[Dataset]

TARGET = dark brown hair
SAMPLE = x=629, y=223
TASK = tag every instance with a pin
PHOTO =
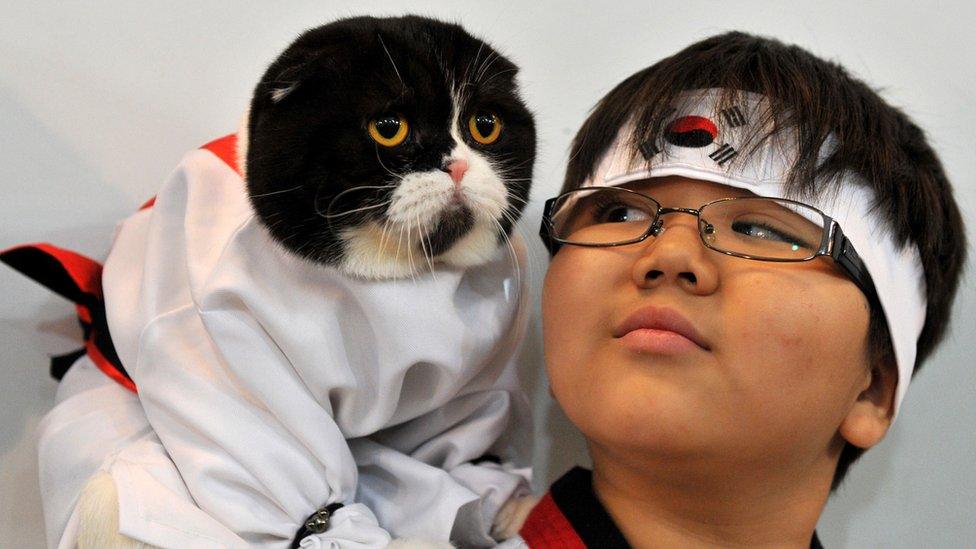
x=813, y=98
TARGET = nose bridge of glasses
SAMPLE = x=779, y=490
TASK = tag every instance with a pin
x=658, y=226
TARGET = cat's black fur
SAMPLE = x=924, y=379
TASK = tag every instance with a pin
x=307, y=138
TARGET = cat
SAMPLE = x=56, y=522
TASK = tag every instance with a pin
x=379, y=147
x=417, y=133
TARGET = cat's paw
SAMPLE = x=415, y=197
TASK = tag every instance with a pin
x=512, y=515
x=98, y=510
x=410, y=543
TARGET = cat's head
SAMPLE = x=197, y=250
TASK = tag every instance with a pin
x=382, y=145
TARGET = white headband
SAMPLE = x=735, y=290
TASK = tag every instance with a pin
x=703, y=143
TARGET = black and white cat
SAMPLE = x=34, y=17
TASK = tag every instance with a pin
x=378, y=147
x=381, y=145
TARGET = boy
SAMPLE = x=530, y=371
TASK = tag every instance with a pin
x=724, y=395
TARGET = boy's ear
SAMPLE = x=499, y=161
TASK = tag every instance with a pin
x=869, y=418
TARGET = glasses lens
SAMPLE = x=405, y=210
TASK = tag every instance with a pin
x=763, y=228
x=602, y=216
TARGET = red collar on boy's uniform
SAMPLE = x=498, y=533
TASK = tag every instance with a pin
x=570, y=516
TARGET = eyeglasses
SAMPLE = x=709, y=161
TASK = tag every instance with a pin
x=758, y=228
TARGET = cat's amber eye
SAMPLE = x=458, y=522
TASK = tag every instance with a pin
x=389, y=130
x=485, y=127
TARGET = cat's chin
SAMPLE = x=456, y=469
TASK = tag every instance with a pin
x=373, y=255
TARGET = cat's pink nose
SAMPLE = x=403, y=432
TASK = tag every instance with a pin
x=456, y=168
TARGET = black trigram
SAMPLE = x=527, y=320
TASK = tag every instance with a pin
x=733, y=117
x=649, y=148
x=723, y=154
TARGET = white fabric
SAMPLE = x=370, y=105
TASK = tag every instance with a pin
x=270, y=386
x=897, y=271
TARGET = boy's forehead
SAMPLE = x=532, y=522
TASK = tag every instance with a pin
x=669, y=189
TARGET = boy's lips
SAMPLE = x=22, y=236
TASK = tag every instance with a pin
x=655, y=323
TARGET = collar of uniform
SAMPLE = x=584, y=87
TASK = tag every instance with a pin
x=572, y=505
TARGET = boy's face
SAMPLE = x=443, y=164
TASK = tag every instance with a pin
x=782, y=361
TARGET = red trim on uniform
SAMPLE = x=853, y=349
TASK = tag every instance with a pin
x=691, y=123
x=106, y=367
x=226, y=149
x=85, y=272
x=546, y=526
x=85, y=275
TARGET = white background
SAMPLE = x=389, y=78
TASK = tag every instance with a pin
x=98, y=100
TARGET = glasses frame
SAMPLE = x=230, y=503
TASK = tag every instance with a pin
x=833, y=243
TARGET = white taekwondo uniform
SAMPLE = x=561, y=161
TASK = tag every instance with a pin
x=269, y=386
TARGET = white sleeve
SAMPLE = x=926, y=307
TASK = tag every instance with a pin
x=431, y=463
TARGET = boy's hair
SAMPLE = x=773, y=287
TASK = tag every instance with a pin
x=814, y=98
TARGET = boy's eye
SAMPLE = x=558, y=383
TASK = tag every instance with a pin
x=764, y=231
x=620, y=213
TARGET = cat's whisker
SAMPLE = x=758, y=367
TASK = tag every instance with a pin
x=492, y=77
x=354, y=210
x=486, y=64
x=296, y=187
x=388, y=170
x=514, y=256
x=382, y=247
x=428, y=256
x=410, y=252
x=390, y=57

[/Dataset]

_What is being asked_.
Search term "collar": return each line of the data that contains it.

_Task answer_.
TARGET = red collar on boy's uniform
TARGET = collar of uniform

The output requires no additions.